● **Given problem**: Below is a set of entries. Reproduce exactly the lines from the one containing "Scouting task: drop one point on every instance of the pineapple" through the end, both included.

● **Supplied data**:
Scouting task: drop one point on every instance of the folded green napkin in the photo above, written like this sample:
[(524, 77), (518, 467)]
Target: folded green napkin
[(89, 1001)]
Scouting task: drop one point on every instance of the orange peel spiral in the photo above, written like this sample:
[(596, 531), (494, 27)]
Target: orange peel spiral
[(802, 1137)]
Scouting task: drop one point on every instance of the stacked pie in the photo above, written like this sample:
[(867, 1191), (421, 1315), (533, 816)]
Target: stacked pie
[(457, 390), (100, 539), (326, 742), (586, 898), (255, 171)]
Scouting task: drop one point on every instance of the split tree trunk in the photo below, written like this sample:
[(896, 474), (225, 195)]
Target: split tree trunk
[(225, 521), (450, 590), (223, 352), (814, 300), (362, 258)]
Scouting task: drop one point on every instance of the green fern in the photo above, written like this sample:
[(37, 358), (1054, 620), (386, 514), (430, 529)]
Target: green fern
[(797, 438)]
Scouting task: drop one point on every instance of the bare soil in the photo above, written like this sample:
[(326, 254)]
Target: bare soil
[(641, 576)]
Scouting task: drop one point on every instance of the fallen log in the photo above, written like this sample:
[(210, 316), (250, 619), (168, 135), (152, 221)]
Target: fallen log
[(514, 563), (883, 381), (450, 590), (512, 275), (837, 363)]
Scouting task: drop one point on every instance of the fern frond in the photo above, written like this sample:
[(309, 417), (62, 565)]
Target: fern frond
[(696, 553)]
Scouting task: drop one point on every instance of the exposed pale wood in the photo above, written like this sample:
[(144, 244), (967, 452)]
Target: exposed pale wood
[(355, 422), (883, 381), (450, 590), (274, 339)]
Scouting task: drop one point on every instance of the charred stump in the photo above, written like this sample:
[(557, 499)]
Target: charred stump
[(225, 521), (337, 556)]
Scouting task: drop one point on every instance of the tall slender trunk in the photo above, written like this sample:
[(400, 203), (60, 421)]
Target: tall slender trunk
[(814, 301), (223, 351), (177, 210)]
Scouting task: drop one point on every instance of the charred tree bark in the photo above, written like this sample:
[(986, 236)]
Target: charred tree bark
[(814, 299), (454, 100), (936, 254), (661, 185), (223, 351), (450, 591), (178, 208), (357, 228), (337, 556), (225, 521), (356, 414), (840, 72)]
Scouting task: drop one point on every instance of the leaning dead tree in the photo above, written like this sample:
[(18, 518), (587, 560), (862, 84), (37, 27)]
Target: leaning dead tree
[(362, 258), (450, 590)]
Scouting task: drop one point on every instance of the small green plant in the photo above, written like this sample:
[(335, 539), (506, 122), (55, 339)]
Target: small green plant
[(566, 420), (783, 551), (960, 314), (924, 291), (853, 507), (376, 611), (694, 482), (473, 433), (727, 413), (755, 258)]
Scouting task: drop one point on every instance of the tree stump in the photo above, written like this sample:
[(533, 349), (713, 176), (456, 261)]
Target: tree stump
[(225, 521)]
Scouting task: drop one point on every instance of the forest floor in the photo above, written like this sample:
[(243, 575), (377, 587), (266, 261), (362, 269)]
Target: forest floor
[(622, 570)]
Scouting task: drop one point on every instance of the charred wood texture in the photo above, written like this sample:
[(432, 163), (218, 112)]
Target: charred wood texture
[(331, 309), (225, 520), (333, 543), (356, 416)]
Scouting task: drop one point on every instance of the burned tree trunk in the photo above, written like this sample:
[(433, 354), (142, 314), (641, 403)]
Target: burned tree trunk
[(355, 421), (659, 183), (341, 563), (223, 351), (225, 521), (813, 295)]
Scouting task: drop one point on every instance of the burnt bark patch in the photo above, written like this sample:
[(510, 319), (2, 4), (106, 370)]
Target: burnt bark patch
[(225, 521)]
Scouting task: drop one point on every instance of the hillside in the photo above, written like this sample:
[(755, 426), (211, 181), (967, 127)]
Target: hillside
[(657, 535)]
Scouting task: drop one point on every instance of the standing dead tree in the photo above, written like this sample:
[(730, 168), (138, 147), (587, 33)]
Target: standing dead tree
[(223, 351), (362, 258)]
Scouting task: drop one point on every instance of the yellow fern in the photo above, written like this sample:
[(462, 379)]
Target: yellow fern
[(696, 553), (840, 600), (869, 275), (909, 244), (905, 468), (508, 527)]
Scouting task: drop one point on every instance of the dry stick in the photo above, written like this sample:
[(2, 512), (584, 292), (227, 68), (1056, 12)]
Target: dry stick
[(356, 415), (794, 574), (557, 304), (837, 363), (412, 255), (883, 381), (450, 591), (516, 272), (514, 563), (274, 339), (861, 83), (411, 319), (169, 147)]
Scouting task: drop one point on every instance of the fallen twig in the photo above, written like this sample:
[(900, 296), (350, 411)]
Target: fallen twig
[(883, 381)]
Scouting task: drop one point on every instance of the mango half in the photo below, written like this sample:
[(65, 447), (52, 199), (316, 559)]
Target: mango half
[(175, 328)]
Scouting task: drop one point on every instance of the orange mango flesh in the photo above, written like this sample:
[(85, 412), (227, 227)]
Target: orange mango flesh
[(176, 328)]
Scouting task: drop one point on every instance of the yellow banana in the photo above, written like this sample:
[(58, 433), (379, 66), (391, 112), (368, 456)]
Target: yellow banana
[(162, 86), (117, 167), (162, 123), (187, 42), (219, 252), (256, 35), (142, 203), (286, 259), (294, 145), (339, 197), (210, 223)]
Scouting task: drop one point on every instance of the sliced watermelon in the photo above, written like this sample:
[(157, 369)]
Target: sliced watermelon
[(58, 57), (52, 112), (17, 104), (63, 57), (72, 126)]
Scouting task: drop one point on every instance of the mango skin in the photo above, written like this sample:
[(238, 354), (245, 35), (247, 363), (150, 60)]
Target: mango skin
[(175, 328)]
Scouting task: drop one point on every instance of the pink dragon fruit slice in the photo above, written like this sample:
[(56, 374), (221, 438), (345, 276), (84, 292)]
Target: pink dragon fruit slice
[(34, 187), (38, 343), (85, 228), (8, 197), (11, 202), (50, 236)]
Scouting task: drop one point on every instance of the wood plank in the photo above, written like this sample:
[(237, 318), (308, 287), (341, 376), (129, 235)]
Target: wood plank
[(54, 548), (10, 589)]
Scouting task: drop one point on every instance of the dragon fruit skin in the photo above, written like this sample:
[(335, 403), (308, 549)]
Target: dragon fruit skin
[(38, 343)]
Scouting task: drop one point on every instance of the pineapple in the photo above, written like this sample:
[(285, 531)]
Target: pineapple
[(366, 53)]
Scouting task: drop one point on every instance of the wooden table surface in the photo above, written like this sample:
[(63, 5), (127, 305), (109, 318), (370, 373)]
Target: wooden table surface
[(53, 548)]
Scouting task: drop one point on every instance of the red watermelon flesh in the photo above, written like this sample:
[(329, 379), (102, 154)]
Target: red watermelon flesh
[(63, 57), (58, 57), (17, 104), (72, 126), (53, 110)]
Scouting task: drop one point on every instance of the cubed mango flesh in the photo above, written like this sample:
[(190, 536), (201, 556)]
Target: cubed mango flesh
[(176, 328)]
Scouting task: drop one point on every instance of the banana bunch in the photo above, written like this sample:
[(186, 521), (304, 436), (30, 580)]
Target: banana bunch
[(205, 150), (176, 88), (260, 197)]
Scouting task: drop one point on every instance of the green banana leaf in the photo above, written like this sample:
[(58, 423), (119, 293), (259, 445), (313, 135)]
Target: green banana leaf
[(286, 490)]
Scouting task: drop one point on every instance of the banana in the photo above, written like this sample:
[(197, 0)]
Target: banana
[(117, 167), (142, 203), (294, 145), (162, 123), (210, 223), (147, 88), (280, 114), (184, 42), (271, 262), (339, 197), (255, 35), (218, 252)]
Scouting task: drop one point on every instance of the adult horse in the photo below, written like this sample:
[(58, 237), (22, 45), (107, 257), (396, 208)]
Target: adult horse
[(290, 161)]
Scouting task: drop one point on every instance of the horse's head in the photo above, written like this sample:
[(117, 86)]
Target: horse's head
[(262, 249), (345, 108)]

● **Correct output**:
Scouting task: drop one point on every instance of the pineapple in the photo above, written like this sample:
[(285, 531)]
Target: pineapple
[(366, 53)]
Scouting task: drop one point on every instance of the wooden table surface in the photo above, written like this sample:
[(63, 5), (127, 305), (109, 318), (370, 373)]
Target: wooden table surface
[(53, 548)]
Scouting task: drop one point on every instance of the red watermelon flesh in the photo above, written like this sample:
[(329, 379), (102, 154)]
Target: red watermelon flesh
[(63, 57), (58, 57), (17, 104), (72, 126), (53, 110)]
Scouting task: drop one point on every instance of the cubed mango flesh in the photo above, written like this sample:
[(190, 536), (201, 556)]
Target: cubed mango flesh
[(176, 328)]
Scouting task: drop one point on every instance of the banana bunch in the photo above, written like this sample:
[(186, 521), (304, 436), (30, 580)]
Target: banana bunch
[(205, 150), (176, 88), (260, 197)]
Scouting task: drop one point on every instance of the green banana leaf in the photo above, written like this sample:
[(58, 423), (119, 293), (259, 445), (313, 135)]
Target: green banana leaf
[(286, 490)]
Scouting task: drop one point on every instance of the banana in the photo above, written like this sample:
[(197, 0)]
Target: banana
[(117, 167), (142, 203), (294, 145), (162, 123), (210, 223), (147, 88), (280, 114), (184, 42), (271, 262), (339, 197), (255, 35), (218, 252)]
Scouting task: drop one point on every instance of the adult horse in the photo below, written like this sample:
[(58, 237), (22, 45), (107, 257), (396, 208)]
Target: adult horse
[(290, 161)]
Scouting task: drop one point on every instance of the horse's head in the photo above, written like this sample:
[(117, 86)]
Target: horse's head
[(262, 249), (345, 108)]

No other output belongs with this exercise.